_Problem requirements:_
Copy every row below word for word, leaving out the pictures.

_Data extract:_
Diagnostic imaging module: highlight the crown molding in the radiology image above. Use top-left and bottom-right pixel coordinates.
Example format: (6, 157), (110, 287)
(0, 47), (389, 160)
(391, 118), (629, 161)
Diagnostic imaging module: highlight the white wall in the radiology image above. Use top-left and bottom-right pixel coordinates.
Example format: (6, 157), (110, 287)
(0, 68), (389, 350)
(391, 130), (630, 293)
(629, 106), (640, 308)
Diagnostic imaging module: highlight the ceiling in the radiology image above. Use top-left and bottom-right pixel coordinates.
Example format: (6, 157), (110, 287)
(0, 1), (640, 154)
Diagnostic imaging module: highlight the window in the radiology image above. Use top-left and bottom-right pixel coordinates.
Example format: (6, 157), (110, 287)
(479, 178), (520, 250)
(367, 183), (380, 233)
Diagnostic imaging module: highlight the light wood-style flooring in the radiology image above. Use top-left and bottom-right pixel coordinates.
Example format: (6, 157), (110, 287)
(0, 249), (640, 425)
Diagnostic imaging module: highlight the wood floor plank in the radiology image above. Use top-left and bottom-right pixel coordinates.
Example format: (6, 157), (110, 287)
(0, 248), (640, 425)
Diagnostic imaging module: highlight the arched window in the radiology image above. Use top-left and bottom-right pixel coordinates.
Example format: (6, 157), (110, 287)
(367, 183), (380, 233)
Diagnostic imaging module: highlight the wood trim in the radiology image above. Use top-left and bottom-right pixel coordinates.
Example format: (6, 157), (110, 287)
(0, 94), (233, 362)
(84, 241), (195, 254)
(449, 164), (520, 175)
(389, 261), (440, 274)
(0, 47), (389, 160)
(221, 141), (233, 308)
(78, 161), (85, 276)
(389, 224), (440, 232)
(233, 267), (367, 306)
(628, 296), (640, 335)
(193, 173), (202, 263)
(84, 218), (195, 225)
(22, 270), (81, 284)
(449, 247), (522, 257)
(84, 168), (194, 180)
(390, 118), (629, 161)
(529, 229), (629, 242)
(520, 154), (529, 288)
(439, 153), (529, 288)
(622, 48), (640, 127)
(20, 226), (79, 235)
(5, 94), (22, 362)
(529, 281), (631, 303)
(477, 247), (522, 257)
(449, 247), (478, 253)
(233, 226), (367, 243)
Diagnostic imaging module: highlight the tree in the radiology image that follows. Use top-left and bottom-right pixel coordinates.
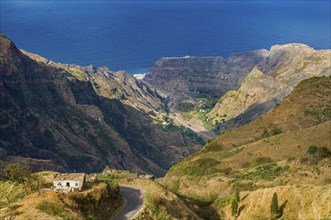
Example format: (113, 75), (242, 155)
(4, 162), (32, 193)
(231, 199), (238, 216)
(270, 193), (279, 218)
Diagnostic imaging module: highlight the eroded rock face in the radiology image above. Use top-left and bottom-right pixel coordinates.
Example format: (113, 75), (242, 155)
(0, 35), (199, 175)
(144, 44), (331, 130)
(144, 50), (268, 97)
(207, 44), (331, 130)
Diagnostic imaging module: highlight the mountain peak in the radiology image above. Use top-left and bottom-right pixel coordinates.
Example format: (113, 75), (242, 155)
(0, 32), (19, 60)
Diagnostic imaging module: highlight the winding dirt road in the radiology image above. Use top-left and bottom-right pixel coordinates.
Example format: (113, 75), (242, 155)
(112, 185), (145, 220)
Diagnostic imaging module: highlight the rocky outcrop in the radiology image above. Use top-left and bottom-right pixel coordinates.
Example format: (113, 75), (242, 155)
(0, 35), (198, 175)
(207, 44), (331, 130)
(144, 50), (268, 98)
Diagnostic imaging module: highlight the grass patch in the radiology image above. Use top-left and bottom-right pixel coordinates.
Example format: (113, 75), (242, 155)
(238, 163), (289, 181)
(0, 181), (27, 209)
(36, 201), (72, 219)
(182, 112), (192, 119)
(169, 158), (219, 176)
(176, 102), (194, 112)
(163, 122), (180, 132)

_Exercise solution:_
Diagnostic imaging module: highlight the crown molding in the radiology image above. Use top-left and bottom-right pixel coordinates.
Example format: (6, 157), (110, 287)
(0, 47), (389, 160)
(391, 118), (629, 161)
Diagnostic imaging module: highlight the white wall in the radiology image above. Use top-left and bottom-right pixel coordinates.
Example format: (6, 157), (110, 287)
(0, 68), (389, 350)
(391, 130), (630, 293)
(629, 106), (640, 308)
Diagnostic imaging module: highlight the ceiling in the radiology image above. Use top-left and bottom-right pixel coordinates.
Example format: (6, 157), (110, 287)
(0, 1), (640, 154)
Diagnostic imaging module: highlight the window in the radiology image above. Use top-left and bottom-right pixel coordinates.
Example format: (6, 157), (110, 287)
(479, 178), (520, 250)
(367, 183), (380, 233)
Diagnostic imaging module: highlight the light wood-style flooring in the radiology image above. Use top-left and bottom-right pixel coordinates.
Example format: (6, 157), (110, 287)
(0, 249), (640, 425)
Diagnostic imaging module: highlight the wood floor plank in the radiology image above. Use top-left and bottom-right pixel coordinates.
Example format: (6, 157), (110, 287)
(0, 248), (640, 425)
Diagnostic imaging module: highlight the arched window in the radiology image above. Use top-left and bottom-right pixel coordinates.
Example format: (6, 157), (110, 287)
(367, 183), (380, 233)
Diagnostic imaging module: highlight the wood trim in the radiology image above. Use top-left and bottom-right pixel coordinates.
Example format: (6, 157), (110, 287)
(0, 94), (233, 362)
(84, 241), (195, 254)
(449, 164), (520, 175)
(389, 261), (440, 274)
(0, 47), (389, 160)
(221, 141), (233, 308)
(78, 161), (85, 276)
(389, 224), (440, 232)
(233, 267), (367, 306)
(628, 296), (640, 335)
(193, 173), (202, 263)
(84, 218), (195, 225)
(22, 270), (81, 284)
(449, 247), (522, 257)
(84, 168), (194, 180)
(390, 118), (629, 161)
(529, 229), (629, 242)
(520, 154), (529, 288)
(439, 153), (529, 288)
(622, 48), (640, 127)
(20, 226), (79, 235)
(5, 94), (22, 362)
(529, 281), (631, 303)
(477, 247), (522, 257)
(449, 247), (478, 253)
(233, 226), (367, 243)
Diagnostic imaging module: highlight the tree in the radiology image that follows. Use top-left and bottom-right pixel coordinates.
Example format: (113, 75), (242, 155)
(4, 162), (32, 193)
(231, 199), (238, 216)
(270, 193), (279, 218)
Diagnostic imaging module: highlight the eroded rock face in the radiology image above. Use top-left and bottom-right pixel coordinates.
Example format: (113, 75), (242, 155)
(0, 35), (199, 175)
(144, 44), (331, 130)
(144, 50), (268, 97)
(207, 44), (331, 130)
Diagnostic imaging module: highlight the mountain peak in the radiology image above. Use top-left and bottom-right pixel coordinates.
Example format: (113, 75), (242, 155)
(0, 32), (19, 60)
Diagnostic imaging module: highlight the winding dirt road in the radiology image above. Use top-left and bottom-right pixel coordinates.
Example format: (113, 75), (242, 155)
(112, 185), (145, 220)
Diagnostic imaging module: highlight the rocky outcrop in the radiology image above. Use top-left and bottom-right pixel coordinates.
Example format: (113, 75), (242, 155)
(0, 35), (198, 175)
(207, 44), (331, 130)
(144, 50), (268, 98)
Diagnostic imaging module: highlight the grass patch in the radiology image above. Use top-left and bottom-right pixel coordinates.
Example format: (113, 75), (242, 155)
(238, 163), (289, 181)
(0, 181), (27, 209)
(36, 201), (72, 219)
(182, 112), (192, 119)
(169, 158), (219, 176)
(176, 102), (194, 112)
(163, 122), (180, 132)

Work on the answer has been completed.